──────── PAGE EXCERPT ────────
Conceived over 3 years ago, Hope Over Heroin is an awareness campaign, outreach to the addicted, and faith-based recovery program all rolled into one. As one of the lead Pastors over the program, Billy Price points out, “Drug addicts don’t come to church. So the church has to come to them.” In the three years since, Hope Over Heroin has operated on a tour spanning from Montana to Washington D.C., drawing over 70,000 people in total to their rallies. They call themselves “Hope Dealers.”
Every rally is a free event to the public, including free food, live music, the occasional stunt bike show put on by partnering ministry “Ride4Life,” and success stories of individuals who have overcome their drug addictions. Local community resources and churches also participate in each of the rallies as it makes its way from city to city. The rally has started to attract some bigger name headline bands as well, like Decyfer Down, Disciple, Set For The Fall, and I Am Spartacus to name a few, who now partner with them. One of the more sobering events within each rally is the memorial walk, where families who’ve lost loved ones to Opiate addictions march under police escort and release balloons in remembrance.
These rally events can bring awareness and compassion to those who don’t understand the epidemic, bring hope to the addicted who feel lost and without support, and healing to those who’ve lost loved ones. These are life-transforming events, even if you’re just volunteering. If you have someone in your circle currently struggling with the addiction, bring them to an event. If you’ve lost a loved one, please come and support this effort and help another family who knows your burden or even help prevent another tragedy. Or, if you actually know very little about this epidemic, come and help support a cause that truly matters right here in America.
While the Hope Over Heroin rallies bring awareness, hope, and bonding between families struggling in a faith-based setting, the underlying ministry takes it a step deeper. The rally also presents a call to those who wish to undergo recovery and will provide immediate transportation to its self-started drug rehabilitation program “Heritage House.” Started in December 2015, Heritage House is where the real concentrated change takes place for addicted individuals. As Pastor Billy Price points out, “The only successful programs against Heroin out there are faith-based, that tackle the character issues of the individual.” And his statistics don’t disagree. Heritage House is currently serving 33 young men through in-house recovery, work therapy and spirituality, and additionally they offer apprenticeship tracks in areas such as business and ministry. In the 18 months of its existence, Heritage House has welcomed over 80 men into their program and in just the first year alone their 9-months-clean effectiveness is more than double just the clean-for-a-few-days effectiveness of typical state-sponsored rehab clinics.
──────── INFORMATION ────────
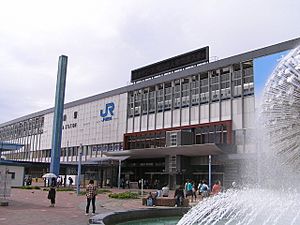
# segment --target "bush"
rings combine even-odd
[[[111,193],[108,195],[110,198],[117,198],[117,199],[137,199],[139,195],[134,192],[123,192],[123,193]]]

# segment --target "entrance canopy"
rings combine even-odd
[[[99,157],[91,158],[86,161],[82,161],[81,165],[107,165],[111,162],[119,162],[129,158],[129,156],[108,156],[108,157]],[[61,162],[61,164],[74,164],[77,165],[78,162]]]
[[[197,144],[197,145],[182,145],[175,147],[163,148],[144,148],[131,149],[118,152],[105,152],[106,156],[129,156],[131,159],[139,158],[162,158],[170,155],[183,156],[205,156],[205,155],[219,155],[225,153],[219,146],[214,143]]]

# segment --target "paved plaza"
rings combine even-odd
[[[113,193],[128,189],[110,189]],[[134,191],[134,190],[132,190]],[[135,190],[137,191],[137,190]],[[43,190],[12,189],[9,206],[0,206],[1,225],[86,225],[90,216],[85,215],[85,196],[75,192],[57,192],[56,205],[49,207],[48,192]],[[98,194],[96,213],[145,208],[141,199],[120,200]],[[90,208],[91,211],[91,208]]]

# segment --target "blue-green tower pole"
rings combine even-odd
[[[68,57],[65,55],[61,55],[58,61],[50,163],[50,172],[56,174],[57,176],[59,175],[60,167],[61,136],[64,113],[67,64]]]

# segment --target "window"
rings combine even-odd
[[[15,172],[8,172],[8,174],[11,175],[12,180],[14,180],[16,178],[16,173]]]
[[[176,146],[177,145],[177,134],[172,133],[170,134],[170,146]]]
[[[74,112],[74,119],[77,119],[78,112]]]

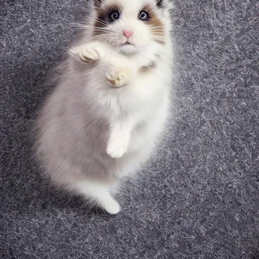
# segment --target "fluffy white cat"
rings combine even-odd
[[[95,0],[37,120],[37,154],[59,187],[111,214],[122,178],[146,161],[170,110],[168,0]]]

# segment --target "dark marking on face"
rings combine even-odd
[[[159,8],[163,7],[163,0],[156,0],[156,6]]]
[[[122,10],[122,7],[117,4],[112,4],[105,6],[100,5],[98,6],[96,6],[97,17],[94,24],[94,35],[105,34],[106,32],[104,30],[101,29],[98,29],[98,28],[104,28],[109,24],[115,22],[115,21],[111,21],[109,19],[108,14],[113,11],[118,11],[120,14],[121,14]]]
[[[164,44],[164,26],[155,13],[154,8],[150,6],[146,6],[143,10],[147,12],[150,16],[150,19],[145,22],[149,26],[151,34],[154,36],[154,40],[161,44]]]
────────
● **EXERCISE DIRECTIONS**
Can you duplicate the Hope Over Heroin passage word for word, starting with "These rally events" and going on through "here in America."?

● **WORKED SOLUTION**
These rally events can bring awareness and compassion to those who don’t understand the epidemic, bring hope to the addicted who feel lost and without support, and healing to those who’ve lost loved ones. These are life-transforming events, even if you’re just volunteering. If you have someone in your circle currently struggling with the addiction, bring them to an event. If you’ve lost a loved one, please come and support this effort and help another family who knows your burden or even help prevent another tragedy. Or, if you actually know very little about this epidemic, come and help support a cause that truly matters right here in America.